▶ _CHALLENGE 1_
Extract every line of the entries below that contains the string "mirror".

Begin Again

On October 8, 2017, in Sunshine Cathedral, by Rev.Dr. Robert

Begin Again Preached by Rev. Anne R. Atwell October 8, 2017 Please join me in the spirit of prayer. May we know and affirm that we are God’s hands, God’s feet, and God’s voice in this world. May we work towards justice for all and may we always embrace peace. Amen. When I was in […]

Begin Again
Preached by Rev. Anne R. Atwell
October 8, 2017

Please join me in the spirit of prayer. May we know and affirm that we are God’s hands, God’s feet, and God’s voice in this world. May we work towards justice for all and may we always embrace peace. Amen.

When I was in Junior High School, I was required to take Algebra. Now this is probably not a news flash as I would suspect many of you had to do the same thing. What might be more surprising is that I really was really, really not good at it. My father tried to help me to no avail. I just couldn’t figure out the formulas and why it was so important to determine what is “x” or “y” – and how I was ever going to use this information in the future. It didn’t help matters when my algebra teacher told me that he wasn’t surprised that I was doing so poorly in his class because, you know, girls just really struggle with math. Our brains are just not wired to do complicated mathematics. And so I spent my entire high school career believing that I was just horrible at anything that had to do with math. Which is retrospect was kind of surprising because I was a pretty good student otherwise.

When I began college many years ago, I went into it with the idea that I would probably be just fine – except for that math requirement. So I made the decision to challenge myself by starting with the basics in order to work my way up into the more difficult mathematics. I learned how to add and subtract and to do fractions all over again. And I did quite well. Then I moved into Basic Algebra – and again, I did well. And then with some trepidation, I started College Algebra and Statistics and the other higher level mathematics – and I got A’s in every one of them.

While doing this I discovered a few things. Number one – I had a lousy teacher in Junior High Algebra who did everything he could to discourage me. Number two – I should have never listened to what he told me. Because I am female does not mean I am inevitably going to be challenged by mathematics. And number three – I had the opportunity to begin again – to start from scratch and to find a way to make it work for me…and I did. I chose not to let my past difficulties define me.

In the passage we just heard from the Apostle Paul’s letter to the new assembly in Philippi, he lays out his personal background for this community. Paul tells them was raised fully in the Jewish tradition. He was educated and is a self-declared righteous person. And, he owns it, he was a persecutor of the very early church. What Paul goes on to share is that he has found a new way of living, a way that works better for him. Not that the former life was bad – but this new way is just better for him. He has suggested, for himself, that it is important to forget what lies behind and to move forward into what lies ahead. And for Paul, what lies ahead is the connection he has made with the life and ministry of Jesus.

Paul is encouraging the new church assembly in Philippi to also follow the message which Jesus shared – to build community with each other, to reach out into the margins of society and help those who are most vulnerable – to help women and children and those who just need a helping hand. Paul encourages this new faith community to welcome the stranger and to share whatever they have. Now, these notions were radical! These ideas would go against everything the Roman rulers wanted which was to control everything and to create division. (Sound familiar??) But Paul recognized the goodness that comes from setting aside what doesn’t work, what hurts others, and creating new communities of welcome and care.

▶ _DATASET EXCERPTS_
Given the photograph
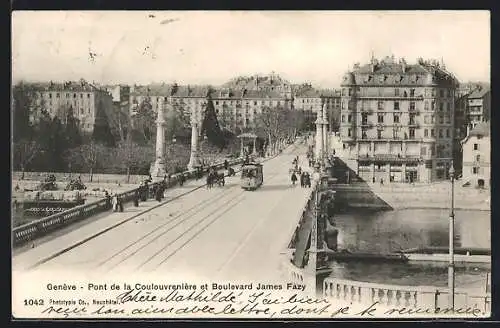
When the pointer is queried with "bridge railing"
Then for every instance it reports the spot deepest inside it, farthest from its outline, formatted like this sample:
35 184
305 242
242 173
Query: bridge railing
396 296
27 232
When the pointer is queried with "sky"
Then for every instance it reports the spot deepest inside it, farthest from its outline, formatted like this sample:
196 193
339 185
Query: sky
212 47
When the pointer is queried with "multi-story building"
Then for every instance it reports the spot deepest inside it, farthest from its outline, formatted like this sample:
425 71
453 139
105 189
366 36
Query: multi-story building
83 98
397 120
237 103
479 106
476 156
121 109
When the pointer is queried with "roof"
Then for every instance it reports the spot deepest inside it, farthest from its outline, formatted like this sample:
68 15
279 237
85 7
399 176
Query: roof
482 129
389 72
479 93
80 86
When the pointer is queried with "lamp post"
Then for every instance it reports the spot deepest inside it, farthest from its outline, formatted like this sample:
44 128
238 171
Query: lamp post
451 264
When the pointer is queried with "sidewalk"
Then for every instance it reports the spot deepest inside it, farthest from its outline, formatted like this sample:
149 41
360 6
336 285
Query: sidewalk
77 233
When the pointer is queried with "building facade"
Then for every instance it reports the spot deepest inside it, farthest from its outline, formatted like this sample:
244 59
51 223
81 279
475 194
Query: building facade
477 156
479 106
311 100
397 120
237 103
83 98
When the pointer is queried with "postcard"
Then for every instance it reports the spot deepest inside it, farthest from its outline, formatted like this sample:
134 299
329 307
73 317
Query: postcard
251 164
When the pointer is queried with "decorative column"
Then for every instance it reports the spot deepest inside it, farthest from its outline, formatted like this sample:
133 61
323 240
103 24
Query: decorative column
326 146
194 160
158 167
254 147
319 150
242 148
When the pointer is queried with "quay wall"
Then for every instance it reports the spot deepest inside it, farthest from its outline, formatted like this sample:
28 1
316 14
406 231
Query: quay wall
406 196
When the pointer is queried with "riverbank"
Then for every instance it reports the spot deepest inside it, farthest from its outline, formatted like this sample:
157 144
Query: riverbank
412 196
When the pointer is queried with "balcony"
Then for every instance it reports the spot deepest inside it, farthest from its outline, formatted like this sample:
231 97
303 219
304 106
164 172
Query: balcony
367 111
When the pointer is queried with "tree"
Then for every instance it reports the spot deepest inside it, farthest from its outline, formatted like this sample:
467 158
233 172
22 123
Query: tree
25 105
267 124
71 130
144 121
102 130
129 155
210 126
92 154
24 152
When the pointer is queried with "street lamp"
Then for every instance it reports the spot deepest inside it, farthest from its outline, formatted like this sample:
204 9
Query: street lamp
451 264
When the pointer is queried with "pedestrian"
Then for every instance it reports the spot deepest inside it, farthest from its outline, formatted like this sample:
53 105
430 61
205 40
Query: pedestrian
136 197
114 201
119 203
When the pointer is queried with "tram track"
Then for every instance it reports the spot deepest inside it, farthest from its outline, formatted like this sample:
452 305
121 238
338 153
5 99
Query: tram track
189 229
196 208
185 232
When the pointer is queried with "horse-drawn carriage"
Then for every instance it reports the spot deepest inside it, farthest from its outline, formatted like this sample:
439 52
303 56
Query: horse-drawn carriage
252 176
215 178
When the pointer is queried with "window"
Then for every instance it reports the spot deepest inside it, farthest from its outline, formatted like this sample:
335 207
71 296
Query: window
364 119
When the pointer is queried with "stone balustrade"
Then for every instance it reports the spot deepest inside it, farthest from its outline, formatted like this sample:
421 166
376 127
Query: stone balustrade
396 296
38 228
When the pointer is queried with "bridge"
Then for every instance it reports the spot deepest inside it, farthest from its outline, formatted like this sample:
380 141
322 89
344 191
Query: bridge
225 232
220 234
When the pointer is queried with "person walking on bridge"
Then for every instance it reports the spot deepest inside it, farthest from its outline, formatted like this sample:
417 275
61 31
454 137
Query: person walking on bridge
294 178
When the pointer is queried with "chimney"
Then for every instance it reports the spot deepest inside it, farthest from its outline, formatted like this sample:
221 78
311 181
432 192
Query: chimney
403 65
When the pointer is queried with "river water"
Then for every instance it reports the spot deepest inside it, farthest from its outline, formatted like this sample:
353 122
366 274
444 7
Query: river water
388 231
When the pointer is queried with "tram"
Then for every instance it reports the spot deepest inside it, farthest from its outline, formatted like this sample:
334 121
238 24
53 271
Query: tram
252 176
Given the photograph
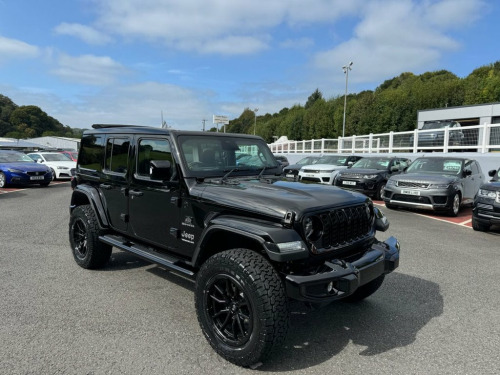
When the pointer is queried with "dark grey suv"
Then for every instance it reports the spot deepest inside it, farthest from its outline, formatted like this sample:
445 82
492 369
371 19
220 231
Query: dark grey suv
435 183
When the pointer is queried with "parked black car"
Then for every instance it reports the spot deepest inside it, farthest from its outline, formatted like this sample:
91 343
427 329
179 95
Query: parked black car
369 175
250 240
435 183
486 207
292 170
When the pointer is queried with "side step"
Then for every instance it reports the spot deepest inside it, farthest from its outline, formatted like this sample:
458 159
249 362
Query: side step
146 252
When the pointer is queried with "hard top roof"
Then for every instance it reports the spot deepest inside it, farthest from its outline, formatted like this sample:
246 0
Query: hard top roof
139 129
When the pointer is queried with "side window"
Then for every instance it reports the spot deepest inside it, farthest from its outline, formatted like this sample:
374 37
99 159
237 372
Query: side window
117 155
91 152
152 149
474 168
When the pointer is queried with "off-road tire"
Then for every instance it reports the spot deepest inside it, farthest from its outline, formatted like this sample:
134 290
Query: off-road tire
241 306
480 227
366 290
84 233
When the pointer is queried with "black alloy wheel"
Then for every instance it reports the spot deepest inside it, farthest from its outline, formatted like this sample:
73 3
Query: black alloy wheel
241 306
84 232
229 309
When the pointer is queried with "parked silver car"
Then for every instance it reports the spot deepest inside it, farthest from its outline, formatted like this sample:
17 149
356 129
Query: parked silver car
435 183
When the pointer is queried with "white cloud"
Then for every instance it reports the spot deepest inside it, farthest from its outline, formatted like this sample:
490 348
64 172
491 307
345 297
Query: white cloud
396 36
16 49
87 34
88 69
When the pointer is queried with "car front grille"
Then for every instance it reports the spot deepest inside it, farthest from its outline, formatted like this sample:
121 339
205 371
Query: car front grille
411 184
37 173
411 198
351 175
343 227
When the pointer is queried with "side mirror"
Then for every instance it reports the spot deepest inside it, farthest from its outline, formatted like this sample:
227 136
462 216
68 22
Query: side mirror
160 170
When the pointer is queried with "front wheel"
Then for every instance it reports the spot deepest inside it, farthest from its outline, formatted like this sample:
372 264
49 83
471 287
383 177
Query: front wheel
84 233
241 306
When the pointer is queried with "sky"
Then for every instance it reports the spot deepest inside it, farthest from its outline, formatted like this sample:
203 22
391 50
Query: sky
138 61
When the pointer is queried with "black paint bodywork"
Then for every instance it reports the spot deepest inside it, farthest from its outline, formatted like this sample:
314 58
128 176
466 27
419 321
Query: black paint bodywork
182 221
486 210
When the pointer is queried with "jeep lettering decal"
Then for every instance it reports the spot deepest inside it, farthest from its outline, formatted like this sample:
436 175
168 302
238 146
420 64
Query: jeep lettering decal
187 237
188 221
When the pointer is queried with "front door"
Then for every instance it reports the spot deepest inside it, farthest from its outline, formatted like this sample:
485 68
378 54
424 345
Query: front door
154 205
114 182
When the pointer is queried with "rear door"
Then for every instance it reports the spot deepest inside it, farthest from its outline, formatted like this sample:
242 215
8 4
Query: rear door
154 204
114 183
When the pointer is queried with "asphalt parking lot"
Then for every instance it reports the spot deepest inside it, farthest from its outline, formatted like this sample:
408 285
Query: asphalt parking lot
437 314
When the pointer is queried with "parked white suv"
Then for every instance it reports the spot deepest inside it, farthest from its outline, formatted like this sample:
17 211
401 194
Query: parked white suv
326 168
60 164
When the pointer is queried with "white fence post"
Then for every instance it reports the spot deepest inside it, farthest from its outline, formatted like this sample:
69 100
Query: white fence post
446 138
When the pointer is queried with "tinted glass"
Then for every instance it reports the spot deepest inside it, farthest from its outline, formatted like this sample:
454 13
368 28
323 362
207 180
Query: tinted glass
91 152
117 155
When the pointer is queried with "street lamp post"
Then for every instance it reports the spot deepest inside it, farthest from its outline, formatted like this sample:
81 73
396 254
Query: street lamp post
346 69
255 120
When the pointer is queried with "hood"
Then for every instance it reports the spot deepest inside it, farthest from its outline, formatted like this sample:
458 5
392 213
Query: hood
26 167
324 167
275 199
362 171
69 163
426 178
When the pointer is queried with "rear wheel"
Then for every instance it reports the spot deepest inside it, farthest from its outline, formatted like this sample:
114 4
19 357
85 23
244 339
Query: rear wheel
84 233
241 306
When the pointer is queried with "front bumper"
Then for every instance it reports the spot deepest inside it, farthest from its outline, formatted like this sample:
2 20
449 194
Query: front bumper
344 278
486 212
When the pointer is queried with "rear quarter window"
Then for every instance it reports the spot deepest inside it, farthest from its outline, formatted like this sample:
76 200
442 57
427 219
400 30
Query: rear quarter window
91 152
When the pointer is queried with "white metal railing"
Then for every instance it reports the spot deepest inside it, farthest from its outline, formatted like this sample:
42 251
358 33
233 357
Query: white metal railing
478 138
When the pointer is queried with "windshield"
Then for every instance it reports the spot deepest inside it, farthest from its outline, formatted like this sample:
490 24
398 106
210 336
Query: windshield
308 160
372 163
208 156
14 157
55 157
332 159
437 166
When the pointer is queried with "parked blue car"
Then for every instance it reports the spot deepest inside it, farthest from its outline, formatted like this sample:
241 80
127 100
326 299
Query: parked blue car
17 168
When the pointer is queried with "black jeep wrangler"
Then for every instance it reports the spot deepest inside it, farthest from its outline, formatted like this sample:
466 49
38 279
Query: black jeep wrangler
212 206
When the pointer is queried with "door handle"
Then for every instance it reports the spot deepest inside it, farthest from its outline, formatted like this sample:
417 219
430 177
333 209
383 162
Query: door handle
135 193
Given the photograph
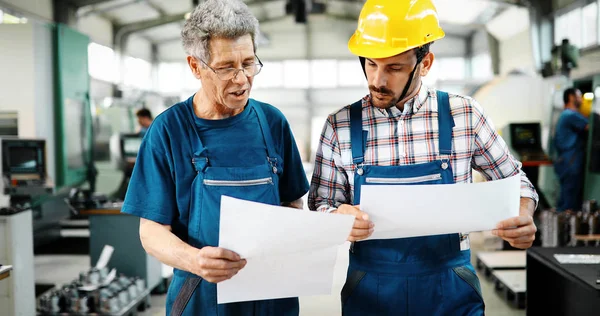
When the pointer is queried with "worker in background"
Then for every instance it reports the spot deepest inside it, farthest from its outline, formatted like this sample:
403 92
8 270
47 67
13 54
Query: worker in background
144 119
569 141
217 142
408 133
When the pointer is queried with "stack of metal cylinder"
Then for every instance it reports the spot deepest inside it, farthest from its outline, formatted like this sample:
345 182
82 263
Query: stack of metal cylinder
558 229
92 294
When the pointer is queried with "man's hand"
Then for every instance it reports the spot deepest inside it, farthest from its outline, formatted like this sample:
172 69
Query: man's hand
217 264
363 228
519 231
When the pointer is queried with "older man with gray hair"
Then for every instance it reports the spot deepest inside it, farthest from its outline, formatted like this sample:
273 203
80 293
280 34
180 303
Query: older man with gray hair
217 142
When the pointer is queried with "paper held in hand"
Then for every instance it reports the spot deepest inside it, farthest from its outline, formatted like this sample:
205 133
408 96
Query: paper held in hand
289 252
400 211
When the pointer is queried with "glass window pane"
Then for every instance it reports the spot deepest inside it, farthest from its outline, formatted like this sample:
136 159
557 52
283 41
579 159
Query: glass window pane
295 74
452 68
350 74
323 73
271 75
482 66
102 63
590 24
574 27
560 29
138 73
170 77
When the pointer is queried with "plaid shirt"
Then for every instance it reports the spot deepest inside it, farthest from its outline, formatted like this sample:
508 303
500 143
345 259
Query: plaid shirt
406 138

▶ _CHALLENGE 2_
Extend the sermon about beginning again by writing what comes after its last paragraph above.

▶ _EXPECTED OUTPUT 1_
When the pointer is queried with "side mirror"
Query: side mirror

▶ _EXPECTED OUTPUT 2_
When Paul wrote this letter, he was in prison. He didn’t know what life would have in store for him and so many scholars believe that Paul may have been creating this letter as his farewell address. Towards the very end of the epistle to the Philippian community, Paul encourages the assembly to “…keep on doing the things you have learned and received and heard and seen in me, and the God of peace will be with you.” That’s powerful stuff, isn’t it? Paul was encouraging those in this new community to find peace by doing what was right and what was truly meaningful. Paul had come to see his previous life as a loss, though others may have seen it quite differently. It really didn’t matter to Paul what others thought, he found joy and meaning in living the continuing message of Jesus. To Paul, it was a way of living faithfully and authentically and he wanted the same thing for his new community.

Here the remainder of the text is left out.